Dataset excerpt:

+++

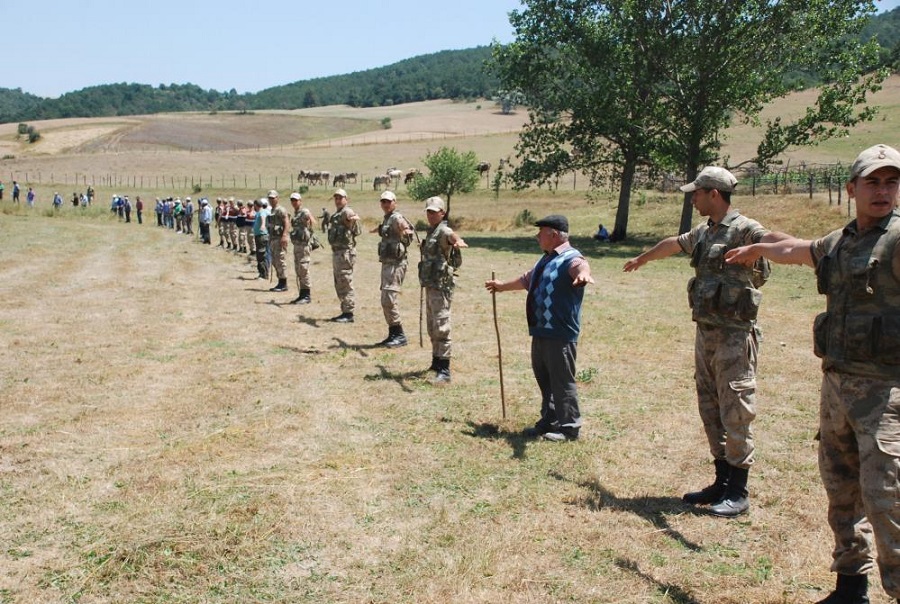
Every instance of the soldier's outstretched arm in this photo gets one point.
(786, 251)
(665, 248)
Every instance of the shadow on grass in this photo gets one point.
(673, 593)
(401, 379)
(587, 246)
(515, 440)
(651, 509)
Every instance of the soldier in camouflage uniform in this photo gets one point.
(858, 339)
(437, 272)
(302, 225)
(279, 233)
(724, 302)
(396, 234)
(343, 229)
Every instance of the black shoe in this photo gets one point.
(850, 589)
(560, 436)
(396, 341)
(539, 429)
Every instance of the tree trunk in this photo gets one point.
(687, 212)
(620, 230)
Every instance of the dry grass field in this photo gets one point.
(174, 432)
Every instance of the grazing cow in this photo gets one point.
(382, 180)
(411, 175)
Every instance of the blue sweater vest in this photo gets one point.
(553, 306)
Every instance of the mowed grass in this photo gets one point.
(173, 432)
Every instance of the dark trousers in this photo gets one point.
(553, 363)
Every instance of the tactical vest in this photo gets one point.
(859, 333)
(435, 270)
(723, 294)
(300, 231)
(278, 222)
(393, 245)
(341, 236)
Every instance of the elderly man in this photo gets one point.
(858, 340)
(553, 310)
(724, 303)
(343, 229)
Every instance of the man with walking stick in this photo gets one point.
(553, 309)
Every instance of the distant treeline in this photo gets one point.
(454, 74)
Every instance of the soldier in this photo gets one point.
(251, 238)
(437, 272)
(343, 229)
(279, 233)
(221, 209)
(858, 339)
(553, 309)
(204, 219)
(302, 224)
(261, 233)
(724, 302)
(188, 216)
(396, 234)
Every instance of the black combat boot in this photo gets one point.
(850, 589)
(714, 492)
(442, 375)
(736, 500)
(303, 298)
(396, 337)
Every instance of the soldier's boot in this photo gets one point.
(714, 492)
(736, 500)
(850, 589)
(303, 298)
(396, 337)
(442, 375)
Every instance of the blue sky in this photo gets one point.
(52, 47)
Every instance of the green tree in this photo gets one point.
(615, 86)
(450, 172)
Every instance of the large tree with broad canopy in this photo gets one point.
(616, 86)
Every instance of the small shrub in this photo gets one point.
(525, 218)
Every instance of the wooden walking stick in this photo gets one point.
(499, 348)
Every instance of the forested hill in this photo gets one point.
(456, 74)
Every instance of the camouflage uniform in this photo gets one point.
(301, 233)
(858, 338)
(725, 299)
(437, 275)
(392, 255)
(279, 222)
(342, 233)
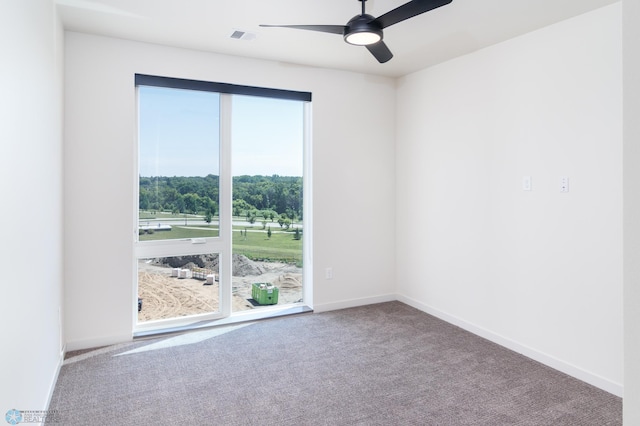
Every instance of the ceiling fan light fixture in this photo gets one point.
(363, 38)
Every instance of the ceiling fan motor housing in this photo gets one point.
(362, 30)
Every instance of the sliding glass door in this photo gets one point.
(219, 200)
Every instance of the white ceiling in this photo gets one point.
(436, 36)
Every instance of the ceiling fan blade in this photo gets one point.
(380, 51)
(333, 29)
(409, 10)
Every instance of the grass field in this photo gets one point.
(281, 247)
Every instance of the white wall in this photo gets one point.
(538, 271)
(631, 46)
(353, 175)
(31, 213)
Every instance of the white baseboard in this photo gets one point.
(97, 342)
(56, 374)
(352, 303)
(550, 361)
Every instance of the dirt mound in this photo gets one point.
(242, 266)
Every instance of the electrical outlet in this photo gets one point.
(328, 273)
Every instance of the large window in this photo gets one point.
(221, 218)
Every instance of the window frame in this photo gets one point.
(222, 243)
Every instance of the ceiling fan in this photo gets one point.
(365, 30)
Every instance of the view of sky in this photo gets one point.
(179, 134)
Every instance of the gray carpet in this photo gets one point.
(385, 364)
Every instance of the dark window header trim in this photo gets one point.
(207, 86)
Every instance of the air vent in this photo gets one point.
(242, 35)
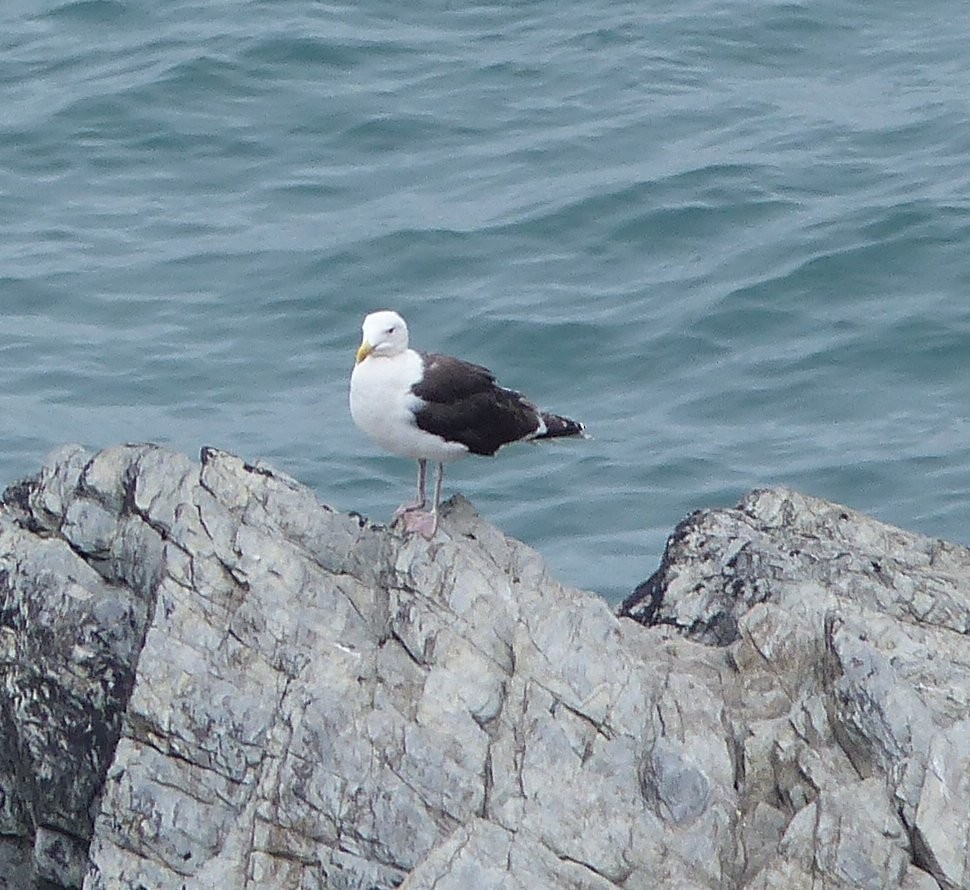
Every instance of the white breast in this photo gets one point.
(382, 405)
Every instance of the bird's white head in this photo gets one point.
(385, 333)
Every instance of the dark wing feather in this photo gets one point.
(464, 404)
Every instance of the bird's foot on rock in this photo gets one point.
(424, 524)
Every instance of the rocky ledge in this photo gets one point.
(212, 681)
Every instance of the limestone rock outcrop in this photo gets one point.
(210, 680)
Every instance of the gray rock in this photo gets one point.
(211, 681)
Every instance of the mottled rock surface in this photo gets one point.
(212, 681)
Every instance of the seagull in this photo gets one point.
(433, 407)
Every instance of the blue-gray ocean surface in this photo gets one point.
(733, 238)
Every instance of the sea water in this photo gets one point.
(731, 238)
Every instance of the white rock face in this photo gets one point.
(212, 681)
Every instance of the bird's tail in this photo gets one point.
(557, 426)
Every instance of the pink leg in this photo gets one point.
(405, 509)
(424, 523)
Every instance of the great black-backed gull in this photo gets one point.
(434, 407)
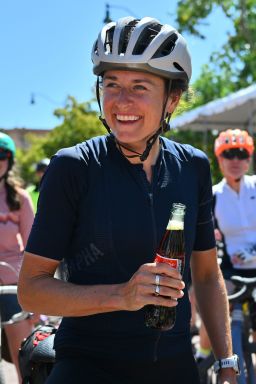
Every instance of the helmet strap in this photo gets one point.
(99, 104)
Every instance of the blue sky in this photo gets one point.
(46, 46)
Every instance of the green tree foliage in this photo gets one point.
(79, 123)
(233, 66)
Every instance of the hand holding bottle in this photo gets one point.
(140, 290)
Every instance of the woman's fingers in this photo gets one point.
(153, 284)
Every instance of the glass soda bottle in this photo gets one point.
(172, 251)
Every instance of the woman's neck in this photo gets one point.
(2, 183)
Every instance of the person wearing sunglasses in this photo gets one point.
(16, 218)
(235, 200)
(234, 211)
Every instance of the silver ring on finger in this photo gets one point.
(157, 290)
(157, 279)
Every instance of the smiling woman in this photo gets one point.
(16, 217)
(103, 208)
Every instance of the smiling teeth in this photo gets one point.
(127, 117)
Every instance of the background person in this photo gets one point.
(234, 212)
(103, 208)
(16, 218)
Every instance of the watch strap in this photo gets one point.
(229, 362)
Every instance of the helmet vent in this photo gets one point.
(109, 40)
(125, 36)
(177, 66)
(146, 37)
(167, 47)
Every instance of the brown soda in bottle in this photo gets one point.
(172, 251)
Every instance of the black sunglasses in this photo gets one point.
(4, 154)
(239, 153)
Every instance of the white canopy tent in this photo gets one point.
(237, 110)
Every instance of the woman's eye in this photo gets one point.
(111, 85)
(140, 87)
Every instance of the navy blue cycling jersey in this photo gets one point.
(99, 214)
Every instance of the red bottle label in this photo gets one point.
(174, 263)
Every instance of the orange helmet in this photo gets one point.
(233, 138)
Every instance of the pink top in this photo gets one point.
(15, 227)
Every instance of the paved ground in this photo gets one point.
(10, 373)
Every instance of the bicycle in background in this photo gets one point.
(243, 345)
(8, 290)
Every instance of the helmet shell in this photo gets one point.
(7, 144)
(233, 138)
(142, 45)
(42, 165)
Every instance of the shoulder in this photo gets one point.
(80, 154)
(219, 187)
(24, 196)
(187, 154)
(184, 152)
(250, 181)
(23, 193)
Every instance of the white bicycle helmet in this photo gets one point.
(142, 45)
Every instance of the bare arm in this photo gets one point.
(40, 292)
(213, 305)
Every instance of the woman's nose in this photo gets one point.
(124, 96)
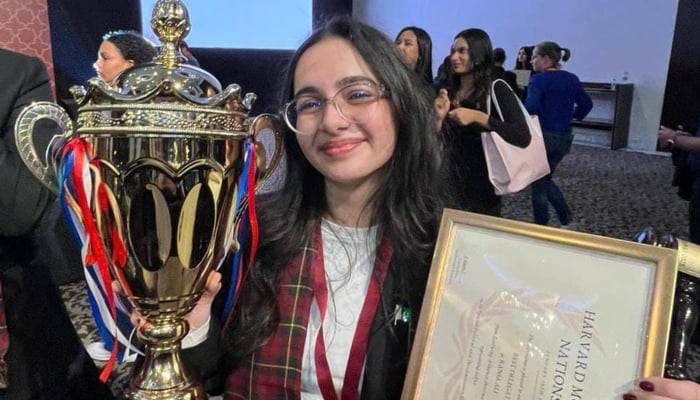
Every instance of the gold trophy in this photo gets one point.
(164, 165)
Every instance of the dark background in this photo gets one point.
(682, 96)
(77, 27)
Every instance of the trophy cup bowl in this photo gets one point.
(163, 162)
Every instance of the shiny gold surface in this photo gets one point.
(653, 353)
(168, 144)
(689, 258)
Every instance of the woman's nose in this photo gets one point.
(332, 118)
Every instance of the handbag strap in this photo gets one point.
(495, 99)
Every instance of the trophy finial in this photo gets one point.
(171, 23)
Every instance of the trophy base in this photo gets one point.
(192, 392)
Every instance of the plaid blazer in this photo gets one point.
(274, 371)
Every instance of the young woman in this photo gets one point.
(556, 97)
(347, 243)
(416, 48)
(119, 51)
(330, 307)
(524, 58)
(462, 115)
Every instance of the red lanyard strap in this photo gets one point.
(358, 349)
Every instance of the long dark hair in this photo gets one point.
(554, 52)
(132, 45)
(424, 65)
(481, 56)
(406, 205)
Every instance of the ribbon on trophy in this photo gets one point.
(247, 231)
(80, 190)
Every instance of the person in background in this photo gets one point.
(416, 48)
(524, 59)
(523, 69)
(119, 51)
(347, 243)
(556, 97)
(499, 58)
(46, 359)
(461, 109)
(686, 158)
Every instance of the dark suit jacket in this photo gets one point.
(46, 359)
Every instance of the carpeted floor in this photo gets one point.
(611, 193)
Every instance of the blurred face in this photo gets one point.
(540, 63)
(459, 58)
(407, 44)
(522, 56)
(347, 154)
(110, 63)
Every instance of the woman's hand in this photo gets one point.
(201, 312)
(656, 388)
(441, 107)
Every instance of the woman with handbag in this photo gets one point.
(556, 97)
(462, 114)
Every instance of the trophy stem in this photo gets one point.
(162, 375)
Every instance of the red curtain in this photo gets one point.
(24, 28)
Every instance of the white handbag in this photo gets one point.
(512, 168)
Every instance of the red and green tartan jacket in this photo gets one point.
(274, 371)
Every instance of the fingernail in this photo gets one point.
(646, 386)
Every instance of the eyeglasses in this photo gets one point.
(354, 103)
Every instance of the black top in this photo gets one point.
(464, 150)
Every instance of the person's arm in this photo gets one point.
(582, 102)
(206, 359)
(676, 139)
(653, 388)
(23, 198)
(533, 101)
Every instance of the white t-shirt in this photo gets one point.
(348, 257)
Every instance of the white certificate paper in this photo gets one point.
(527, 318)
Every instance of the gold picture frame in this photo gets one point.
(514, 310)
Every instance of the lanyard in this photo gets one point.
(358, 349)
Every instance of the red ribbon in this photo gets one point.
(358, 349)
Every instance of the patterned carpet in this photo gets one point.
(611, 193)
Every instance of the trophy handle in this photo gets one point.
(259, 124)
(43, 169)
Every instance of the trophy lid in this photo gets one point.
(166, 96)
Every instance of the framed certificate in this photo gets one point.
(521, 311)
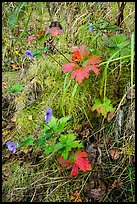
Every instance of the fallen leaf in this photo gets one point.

+++

**Description of the task**.
Leaving the pictures out, set down exactly the lines from the one with "Every instance of the dark suit" through the end of the records.

**Task solution**.
Every instance of the dark suit jacket in this photo gets one point.
(46, 359)
Every instance of the carpeted floor in this photo gets one point.
(611, 193)
Every instance of the blurred face in this photo gets one point.
(540, 63)
(459, 58)
(407, 44)
(522, 56)
(347, 154)
(110, 63)
Every instance of the woman's hand in this photo gets one point.
(201, 312)
(656, 388)
(441, 107)
Every instance of the woman with handbag in this photo gets one point.
(556, 97)
(462, 114)
Every instance of the trophy stem in this photo gets one point.
(162, 375)
Every instance of the red curtain in this photo gets one point.
(24, 28)
Every instance of the white handbag in this photo gets one point.
(512, 168)
Every instance of the red and green tartan jacket in this photo gets one point.
(274, 371)
Every instance of the fingernail in this photo gets one point.
(646, 386)
Every instance of the eyeglasses in this photo gets one point.
(354, 103)
Every instance of the black top in this photo gets one point.
(464, 150)
Every instance of the person's arm in this photo gets one point.
(582, 102)
(206, 359)
(676, 139)
(653, 388)
(23, 198)
(533, 101)
Every instance of the white t-shirt in this photo gets one point.
(348, 257)
Every instance of the white certificate paper in this photo gets one point.
(527, 318)
Every instance of the gold picture frame in this photo gets one point.
(514, 310)
Every instance of the lanyard in this photo gets one point.
(358, 349)
Every instance of the red ribbon in this photo gets one point.
(358, 349)
Every instance of the patterned carpet in this photo gets one point.
(611, 193)
Every instance of the trophy handle in this photo gets one point.
(259, 124)
(43, 169)
Every instance of the trophy lid in this photo gets one point.
(166, 96)
Every instance of the framed certificate in this photo gets one point.
(521, 311)
Every instance of the fallen leaf in this photo gets one point.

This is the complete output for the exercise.